-- Begin TEXT PROVIDED --
Religious intolerance can trigger strife, Singapore’s Prime Minister Lee Hsien Loong cautioned. “Public debate cannot be on whose religion is right and whose is wrong,” but on rational considerations of public interest.

Indonesia has the world’s largest Muslim population (205 million) or 13 percent of the world’s Muslims. But “no one who believes in the power of one supreme God can claim exclusivity,” warned Endy Bayuni, Jakarta Post’s senior editor. “There is no such thing as the God for Catholics… or Allah for Muslims.”

“Indonesia and Malaysia may rightfully claim to have developed a more moderate strand of Islam. But there’s a thin line dividing tolerance and intolerance. So we should not take this moderation for granted…”

The claim to a monopoly on “Allah” is absurd, wrote opposition leader Anwar Ibrahim in Wall Street Journal. “Arabic’s sister Semitic languages used similar words for the Deity, namely ‘Elaha’ in Aramaic and ‘Elohim’ in Hebrew. Historical manuscripts prove Arabic-speaking Muslims, Christians and Jews collectively prayed to God… as Allah for over 1,400 years.”

“Go into any church in the Middle East and you will hear: “Quddusan  Allah,  Quddusan  al-Qawi (Holy God, Holy and Strong),” the  Economist notes. “They’ve been doing so for centuries.”

Kuala Lumpur’s ruling party, the  United Malays National Organization, welcomed the court straitjacket. “This is to appease extremist supporters after the party scraped thru with a thin majority,” wrote Parliamentarian Mujahid Yusof Rawa. The parties play the “radical and religious card” to woo votes.

“Move to another country,” suggested spokesperson Abdullah Zaik Rahman to those who disagreed with the court. You “no longer accept the supremacy of Islam.”

No, former law minister Datuk Zaid Ibrahim told Malay Mail. “We should instead get (these hardliners) to move over to Saudi Arabia. There, the sovereignty of Islam is not questioned…. We have become a nation we were not.”

The “beginning of wisdom is to call all things by their right names,” an Asian proverb teaches. “God Of A Hundred Names” is the title of a book on prayers of various faiths culled from the world’s major faiths. They all revere the Divinity’s names.

Jews would not address God directly. Muslims have 95 other names for Allah. And many where scandalized when Jesus taught his disciples: “Say Our Father… Abba.” Tatay. Dad. Ama.
-- End TEXT PROVIDED --
[BRIEF 1]:
Condense the paragraph in the piece above on religious tolerance that begins "The claim to a monopoly on" into two or three shorter sentences, keeping its main facts.
[BRIEF 2]:
From the piece above on religious tolerance, reproduce word for word the passage starting with "Kuala Lumpur’s ruling" and going on through "to woo votes.".
[BRIEF 3]:
According to the piece above on religious tolerance, what share of the world's Muslims live in Indonesia?
-- Begin DATA EXCERPT --
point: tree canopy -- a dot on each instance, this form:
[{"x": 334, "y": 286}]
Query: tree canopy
-- End DATA EXCERPT --
[PROBLEM SOLUTION 1]:
In the Wall Street Journal, opposition leader Anwar Ibrahim called the claim to a monopoly on "Allah" absurd. He noted that Arabic's sister Semitic languages use similar words for the Deity: "Elaha" in Aramaic and "Elohim" in Hebrew. He added that historical manuscripts prove Arabic-speaking Muslims, Christians and Jews prayed to God as Allah for over 1,400 years.

[PROBLEM SOLUTION 2]:
Kuala Lumpur’s ruling party, the  United Malays National Organization, welcomed the court straitjacket. “This is to appease extremist supporters after the party scraped thru with a thin majority,” wrote Parliamentarian Mujahid Yusof Rawa. The parties play the “radical and religious card” to woo votes.

[PROBLEM SOLUTION 3]:
13 percent.